- **Exercise description**
Repeat, without any change, the entries presented below.

- **Data excerpts**
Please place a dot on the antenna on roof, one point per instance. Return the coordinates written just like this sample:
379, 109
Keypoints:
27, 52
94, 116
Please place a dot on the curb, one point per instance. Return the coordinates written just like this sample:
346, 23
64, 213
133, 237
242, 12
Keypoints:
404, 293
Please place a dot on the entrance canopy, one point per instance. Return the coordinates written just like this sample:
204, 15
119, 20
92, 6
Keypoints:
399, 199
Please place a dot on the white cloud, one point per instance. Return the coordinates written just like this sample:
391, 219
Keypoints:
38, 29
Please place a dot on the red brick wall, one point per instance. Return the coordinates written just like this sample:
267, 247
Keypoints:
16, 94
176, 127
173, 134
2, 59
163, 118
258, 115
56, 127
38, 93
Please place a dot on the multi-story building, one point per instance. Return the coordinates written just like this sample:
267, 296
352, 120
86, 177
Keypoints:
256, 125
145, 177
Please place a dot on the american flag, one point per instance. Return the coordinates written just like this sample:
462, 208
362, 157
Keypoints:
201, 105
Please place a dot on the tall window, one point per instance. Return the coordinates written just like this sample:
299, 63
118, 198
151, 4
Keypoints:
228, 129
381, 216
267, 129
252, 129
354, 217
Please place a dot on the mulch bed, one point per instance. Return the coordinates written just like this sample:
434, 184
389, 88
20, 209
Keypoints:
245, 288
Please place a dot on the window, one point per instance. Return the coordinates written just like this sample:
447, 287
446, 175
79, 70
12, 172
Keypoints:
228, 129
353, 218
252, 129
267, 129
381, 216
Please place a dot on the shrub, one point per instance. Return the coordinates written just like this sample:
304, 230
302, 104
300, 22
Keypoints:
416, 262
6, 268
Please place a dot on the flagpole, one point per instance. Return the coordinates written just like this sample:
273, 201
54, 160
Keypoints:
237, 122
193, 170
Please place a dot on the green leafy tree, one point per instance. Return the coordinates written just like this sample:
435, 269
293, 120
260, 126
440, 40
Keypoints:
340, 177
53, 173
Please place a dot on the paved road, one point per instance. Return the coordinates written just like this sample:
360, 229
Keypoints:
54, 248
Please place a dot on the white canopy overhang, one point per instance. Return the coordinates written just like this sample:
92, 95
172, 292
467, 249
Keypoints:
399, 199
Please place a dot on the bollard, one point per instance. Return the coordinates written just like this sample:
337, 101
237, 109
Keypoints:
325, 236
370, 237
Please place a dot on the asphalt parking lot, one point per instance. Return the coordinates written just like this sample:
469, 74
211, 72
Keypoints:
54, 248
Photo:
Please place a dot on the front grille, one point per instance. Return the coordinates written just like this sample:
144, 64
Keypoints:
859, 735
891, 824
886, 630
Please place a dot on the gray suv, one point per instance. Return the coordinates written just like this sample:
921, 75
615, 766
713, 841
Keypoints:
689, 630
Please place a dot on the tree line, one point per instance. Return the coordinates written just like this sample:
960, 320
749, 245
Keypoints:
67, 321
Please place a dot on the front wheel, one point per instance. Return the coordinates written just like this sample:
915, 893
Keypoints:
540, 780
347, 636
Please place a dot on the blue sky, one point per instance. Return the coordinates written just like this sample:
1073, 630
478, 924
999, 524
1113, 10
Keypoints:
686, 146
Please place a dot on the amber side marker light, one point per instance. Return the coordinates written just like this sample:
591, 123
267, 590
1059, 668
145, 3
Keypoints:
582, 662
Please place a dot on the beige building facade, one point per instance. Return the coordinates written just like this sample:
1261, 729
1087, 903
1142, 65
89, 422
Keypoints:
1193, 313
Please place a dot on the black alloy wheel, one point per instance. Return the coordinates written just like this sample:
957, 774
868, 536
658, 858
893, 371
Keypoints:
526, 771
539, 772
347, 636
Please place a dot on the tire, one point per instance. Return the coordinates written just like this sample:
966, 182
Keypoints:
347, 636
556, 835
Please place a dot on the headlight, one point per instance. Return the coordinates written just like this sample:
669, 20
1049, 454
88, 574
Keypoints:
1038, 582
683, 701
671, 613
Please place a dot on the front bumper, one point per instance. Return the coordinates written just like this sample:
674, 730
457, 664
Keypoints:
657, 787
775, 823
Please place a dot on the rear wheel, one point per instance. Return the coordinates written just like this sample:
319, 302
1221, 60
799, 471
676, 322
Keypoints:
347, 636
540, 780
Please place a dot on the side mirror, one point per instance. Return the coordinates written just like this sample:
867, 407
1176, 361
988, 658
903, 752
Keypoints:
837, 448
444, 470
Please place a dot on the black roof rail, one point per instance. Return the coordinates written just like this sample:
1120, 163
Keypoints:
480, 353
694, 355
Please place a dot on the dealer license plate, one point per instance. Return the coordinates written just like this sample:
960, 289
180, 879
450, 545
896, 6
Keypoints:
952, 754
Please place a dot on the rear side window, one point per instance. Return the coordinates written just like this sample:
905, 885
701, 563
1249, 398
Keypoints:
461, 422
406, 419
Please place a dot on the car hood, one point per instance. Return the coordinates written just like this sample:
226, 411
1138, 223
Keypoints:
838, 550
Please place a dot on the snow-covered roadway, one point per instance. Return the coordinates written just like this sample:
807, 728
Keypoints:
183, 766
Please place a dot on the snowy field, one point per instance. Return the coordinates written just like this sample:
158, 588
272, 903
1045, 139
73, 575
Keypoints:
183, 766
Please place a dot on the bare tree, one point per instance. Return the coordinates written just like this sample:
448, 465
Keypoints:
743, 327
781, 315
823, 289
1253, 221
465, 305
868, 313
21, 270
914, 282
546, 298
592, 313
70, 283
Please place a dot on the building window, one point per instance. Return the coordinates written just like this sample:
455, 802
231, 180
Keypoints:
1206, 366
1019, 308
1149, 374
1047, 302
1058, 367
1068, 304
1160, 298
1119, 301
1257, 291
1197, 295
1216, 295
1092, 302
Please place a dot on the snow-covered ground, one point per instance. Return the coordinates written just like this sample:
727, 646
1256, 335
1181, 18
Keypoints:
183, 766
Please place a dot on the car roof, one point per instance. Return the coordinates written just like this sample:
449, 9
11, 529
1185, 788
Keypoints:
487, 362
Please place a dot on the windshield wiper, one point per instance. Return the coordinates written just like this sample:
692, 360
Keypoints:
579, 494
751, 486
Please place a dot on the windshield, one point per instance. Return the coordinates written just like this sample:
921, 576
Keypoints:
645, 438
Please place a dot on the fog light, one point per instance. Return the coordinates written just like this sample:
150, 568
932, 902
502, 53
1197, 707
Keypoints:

- **Problem solution**
Please place a dot on the antenna on roof, one point per instance. Return the coordinates written just like this sample:
379, 109
Keypoints:
27, 52
94, 116
Please place a dot on the curb, one point per instance. Return the coordinates written just like this sample:
346, 23
64, 213
133, 237
242, 12
Keypoints:
404, 293
Please place a dot on the entrance canopy, one point per instance. Return the coordinates written just like this sample:
204, 15
119, 20
92, 6
Keypoints:
399, 199
Please place a dot on the white cloud, one point per instance. Return the coordinates written just like this sample:
391, 219
Keypoints:
38, 29
Please place a dot on the red brick wall, one point per instance. Return the coordinates written just like this sample:
267, 247
Keypoints:
16, 94
176, 127
173, 134
2, 59
163, 118
258, 115
56, 127
38, 93
Please place a dot on the multi-story building, one point per instance. Return the coordinates written just like this sample:
267, 296
352, 120
86, 177
Keypoints:
256, 125
145, 177
Please place a dot on the american flag, one point per instance. Return the coordinates written just like this sample:
462, 208
362, 157
Keypoints:
201, 105
Please place a dot on the tall window, one point per instance. Return the coordinates written just like this sample:
299, 63
118, 198
151, 4
Keypoints:
228, 129
381, 216
267, 129
252, 129
354, 217
Please place a dot on the mulch bed, one point per instance. Return the coordinates written just like this sample:
434, 184
389, 88
20, 209
Keypoints:
245, 288
Please place a dot on the window, one point per instance. Return the coordinates written just like this sample:
447, 287
446, 175
79, 70
12, 172
Keypoints:
228, 129
353, 218
252, 129
267, 129
381, 216
Please place a dot on the shrub, one point per instance. Return the coordinates written just like this sample:
304, 230
302, 104
300, 22
Keypoints:
416, 262
6, 268
Please place a dot on the flagpole, one point per instance. Return the coordinates written just like this sample:
273, 201
54, 160
Keypoints:
237, 122
193, 170
Please place a dot on the green leafy tree, one point per instance. Return the coordinates written just like this sample:
435, 269
293, 120
260, 126
440, 40
Keypoints:
340, 177
53, 173
Please place a dot on the paved road, one point per instance. Return the coordinates written just like this sample:
360, 229
Keypoints:
54, 248
Please place a dot on the white canopy overhang, one point per instance. Return the coordinates written just like this sample:
92, 95
172, 292
467, 249
Keypoints:
399, 199
Please place a dot on the bollard, one point per instance. Return the coordinates written just like this sample:
337, 101
237, 109
Keypoints:
325, 236
370, 237
Please place a dot on the asphalt parking lot, one point per instance. Return the coordinates written just like this sample:
469, 74
211, 72
Keypoints:
54, 248
Photo:
Please place a dot on the front grille, one point per instance. Return the coordinates written just like this sample:
144, 64
Keypoints:
859, 735
891, 824
886, 630
Please place a dot on the gray suv, one point per instance. Return the coordinates written just like this sample:
921, 75
615, 766
713, 841
Keypoints:
689, 630
Please place a dot on the tree line, one point per instance. Return the coordinates written just like this sample:
960, 320
749, 245
Keypoints:
67, 321
Please place a dot on the front wheel, one point per instance. Return the coordinates written just like this sample:
915, 893
Keypoints:
540, 780
347, 636
Please place a dot on the blue sky, one point per instance. Return the coordinates written just like this sample:
1073, 630
478, 924
999, 524
1113, 10
Keypoints:
686, 146
Please place a dot on the amber side marker light, one point per instance. Return the coordinates written just like this sample:
591, 123
267, 590
1059, 668
145, 3
Keypoints:
582, 662
Please place a dot on the beige building facade, one point per instance. Return the coordinates written just like this sample:
1261, 729
1087, 903
1142, 65
89, 422
Keypoints:
1193, 313
Please place a dot on the black alloy wheel, one point per instance. Return the coordinates written just like this sample:
957, 774
868, 536
658, 858
893, 371
Keypoints:
526, 771
539, 772
347, 636
Please place a dot on the tire, one point per instance. Return the coordinates written just like this sample:
966, 182
Keypoints:
347, 636
556, 835
Please place a dot on the headlight, one point per instance. Return the coordinates written just like this sample:
669, 20
1049, 454
88, 574
Keypoints:
1038, 582
683, 701
671, 613
Please place a dot on the front bumper, one point per instance. Return the coordinates written just like this sample:
674, 730
457, 664
Keypoints:
657, 787
775, 823
Please place a dot on the rear wheel, one point per instance. Return the coordinates written just like this sample:
319, 302
1221, 60
799, 471
676, 322
Keypoints:
347, 636
540, 780
Please place a dot on the side mirror, one point per instance. Return the coordinates written just like this sample:
867, 407
1176, 361
988, 658
903, 752
Keypoints:
837, 448
444, 470
Please place a dot on the black roof rail, one point per instance. Return the coordinates written just like this sample:
1120, 163
Keypoints:
480, 353
694, 355
Please place a dot on the dealer license plate, one point per instance. Return the coordinates written just like this sample:
960, 289
180, 879
450, 545
896, 6
Keypoints:
952, 754
Please place a dot on the rear side window, one point per instance. Return the coordinates written just like this sample:
905, 885
701, 563
1249, 398
Keypoints:
461, 422
406, 419
Please place a dot on the car hood, one point per instance. Return the coordinates written just like this sample:
226, 411
1138, 223
Keypoints:
838, 550
Please place a dot on the snow-covered roadway, one point per instance. Return the coordinates written just like this sample:
807, 728
Keypoints:
183, 766
Please place a dot on the snowy field, one point per instance. Return the coordinates written just like this sample:
158, 588
272, 903
1045, 139
73, 575
Keypoints:
183, 766
Please place a dot on the bare tree, one point per instance. Return the coordinates written just like this sample:
448, 465
Keypoints:
743, 327
781, 315
823, 289
1253, 221
465, 305
868, 313
21, 270
914, 282
546, 298
592, 313
70, 283
Please place a dot on the building window, one point per instance. Return the coordinates written just like this sample:
455, 802
231, 180
Keypoints:
1206, 366
1019, 308
1149, 374
1047, 302
1058, 367
1068, 304
1160, 298
1119, 301
1257, 291
1197, 295
1216, 295
1092, 302
Please place a dot on the snow-covered ground, one point per instance. Return the coordinates written just like this sample:
727, 646
1256, 335
1181, 18
Keypoints:
183, 766
Please place a dot on the car roof, one point per instance. Return the coordinates written just like this sample:
449, 9
11, 529
1185, 788
Keypoints:
487, 362
Please place a dot on the windshield wiper, one point per instance. Return the coordinates written just like this sample:
692, 360
Keypoints:
579, 494
751, 486
Please place a dot on the windshield, one point per instance. Return the coordinates written just like this sample:
921, 576
Keypoints:
645, 438
Please place a dot on the fog light, one point per instance. Return the coordinates written just like this sample:
150, 568
932, 902
502, 53
1197, 707
Keypoints:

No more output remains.